=== Extract provided ===

Images From A Comic Panic Gripping the Nation
We know comics are and have been among the most censored books in America. According to the recent PEN America report, “Cover to Cover,” 73% of all graphic and illustrated titles feature LGBTQ+ characters or content, people or characters of color, and/or discuss race and racism. Though the contentious content has changed only a little bit since the emergence of the comic book as a format in the 1930s, what has sparked moral panic among “concerned citizens” has always simply been a reflection of the world as-is, rather than a fantasy of a world that isn’t.
The history of comics censorship is endlessly fascinating to me. Perhaps it has less to do with the format itself–obviously, the visual elements of a comic book are what make them such easy targets, as “concerned citizens” can simply open up a page and point to the thing that hurt them–and more to do with the fact that because we have a shorter timeline of the format’s existence. It is much easier to trace the history of the censorship with comics than it is with traditional books (though at least in America, we also know the origins of that tradition).

=== Dataset ===

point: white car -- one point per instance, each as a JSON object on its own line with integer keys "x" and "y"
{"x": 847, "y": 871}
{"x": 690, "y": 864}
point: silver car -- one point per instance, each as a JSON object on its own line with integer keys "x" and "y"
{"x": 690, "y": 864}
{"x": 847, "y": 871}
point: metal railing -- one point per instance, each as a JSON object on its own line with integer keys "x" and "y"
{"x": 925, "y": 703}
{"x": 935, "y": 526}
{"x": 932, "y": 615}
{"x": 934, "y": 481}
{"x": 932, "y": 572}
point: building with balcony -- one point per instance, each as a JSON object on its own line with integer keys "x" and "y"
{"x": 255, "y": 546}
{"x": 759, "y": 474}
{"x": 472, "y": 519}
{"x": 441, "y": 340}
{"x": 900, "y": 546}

===

→ Task set
• A. Could you echo, word for word, the part of the comics censorship piece that begins at the words "Images From A" and stops after "world that isn’t."?
• B. Can you give what follows the last sentence of the comics censorship piece, carrying on from where that article stops?

→ Exercise results
• A.
Images From A Comic Panic Gripping the Nation
We know comics are and have been among the most censored books in America. According to the recent PEN America report, “Cover to Cover,” 73% of all graphic and illustrated titles feature LGBTQ+ characters or content, people or characters of color, and/or discuss race and racism. Though the contentious content has changed only a little bit since the emergence of the comic book as a format in the 1930s, what has sparked moral panic among “concerned citizens” has always simply been a reflection of the world as-is, rather than a fantasy of a world that isn’t.

• B.
Comics came of age at the same time we had an explosion in popular media, and censors weren’t going to overlook the opportunity to stoke outrage in the magazines that middle class white women were purchasing at the grocery store checkout stand. That the federal government invested resources in exploring the damage comics caused to the (white, middle class) youth and those trials were broadcast onto televisions that were proliferating in the average white middle class households helped, too.
Let’s take a look at some of the media that published in the mainstream in the late 1940s through the late 1950s creating panic about comics. This was the era of Frederic Wertham and his book Seduction of the Innocent, as well as the era of the 1954 Senate Subcommittee Hearings on Juvenile Delinquency. These hearings were less about juvenile delinquency; they were about how comics were or were not leading to an increase in juvenile bad behavior . . . which, well, wasn’t actually happening either except maybe among young white boys. Something had to be the cause, right?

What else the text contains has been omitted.